[[ Excerpt open ]]
An author once described how every person must mourn the losses in their lives for an appropriate stretch of time, but then we must also choose to move on and grow from the experience. But he said far too many of us refuse to give up on what we’ve lost as if we are chasing the setting sun in the west, hoping to catch up, when instead we should turn around and start walking toward the rising sun in the east.
I wish I could say that “turning” was easy for me but it wasn’t.
I was a pastor for 20 years, married for 19 and have three beautiful teenage daughters. I enjoyed my years doing what I believed God wanted me to do and yet knowing deep inside that something wasn’t right. I poured my heart and the best of everything I had into preaching and leading. The problem is that you can’t give your best to anything or anyone other than your wife and family. We all paid a price for that.
Five years ago my wife and I looked at each other and acknowledged that our marriage was over. I lost everything: my career, my wife, my home, and the privilege of going to bed every night under the same roof as my kids.
The five months between the two of us making the decision and when we would make it known to anyone was when I rediscovered the false comfort in chewing tobacco. Since high school I had occasionally put in a chew but was successful at keeping it at what I felt was a safe distance. I could keep a pack of Red Man in the toolbox in the garage for six months at a time and I would never chew more than once a week.
What I didn’t realize was that my addiction was simply laying dormant waiting for my time of weakness. When the wheels came off the bus of my life I found that I gravitated toward chewing. It seemed that the only time I felt peace was when the nicotine was working through my system. I can remember many times a day sitting outside the church on a folding chair, crying and spitting, thinking somehow that I deserved some pleasure in a life that was falling apart.
I cried every day for six months after I moved out. I went “underground” and shut myself off from every friend I ever had. Literally hundreds of people wanted to help, but I refused to accept it. I blamed God (though I knew it was my fault) and I became completely self-absorbed. I mourned for far too long and in that period of mourning I found it all too easy to compromise my integrity.
[[ Excerpt closed ]]
[[ Exercise data open ]]
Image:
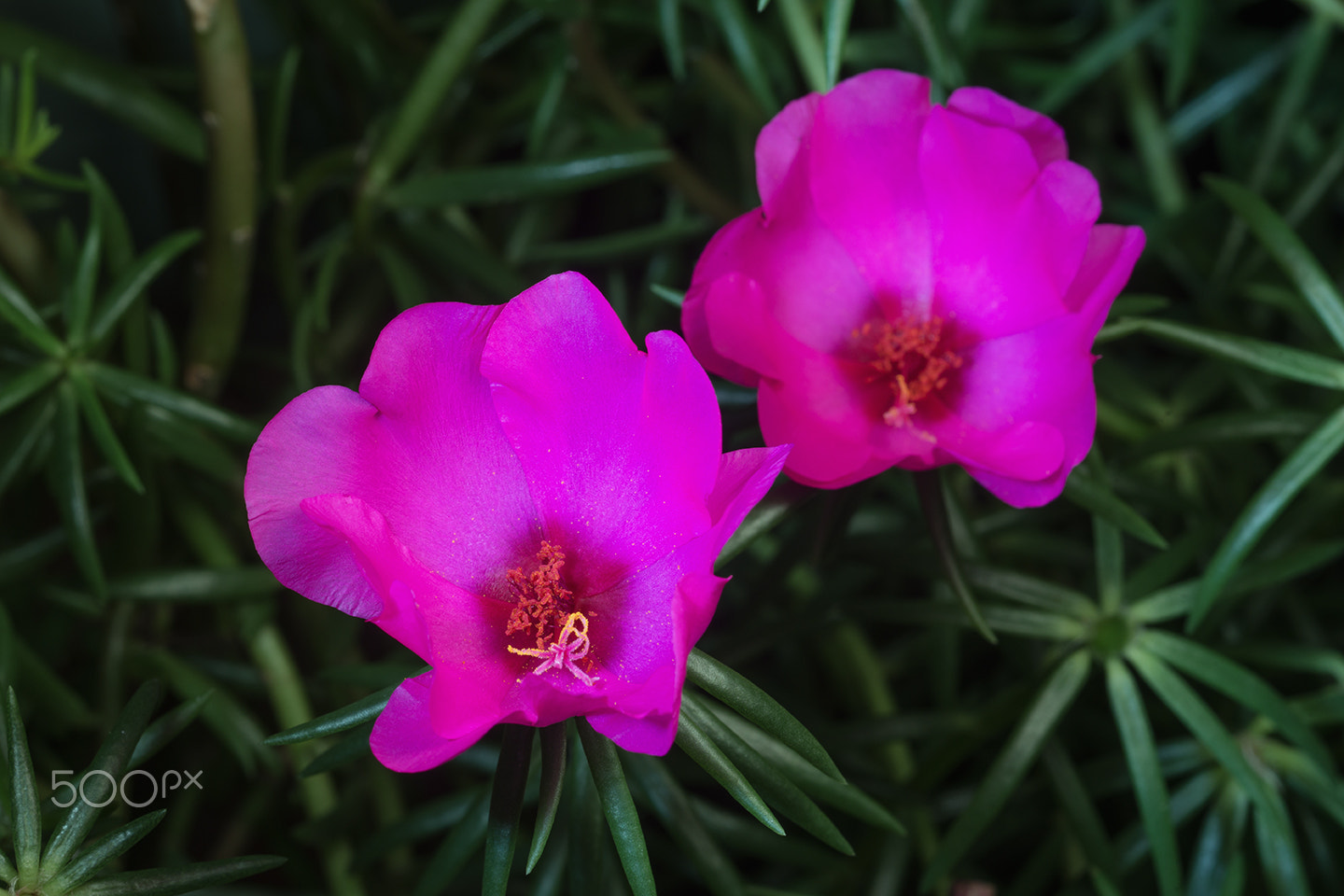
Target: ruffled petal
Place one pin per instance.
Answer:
[[ Exercise data closed ]]
What is required:
In the excerpt about loss and chewing tobacco, what brand of tobacco did the writer keep in the toolbox in the garage?

Completed task:
Red Man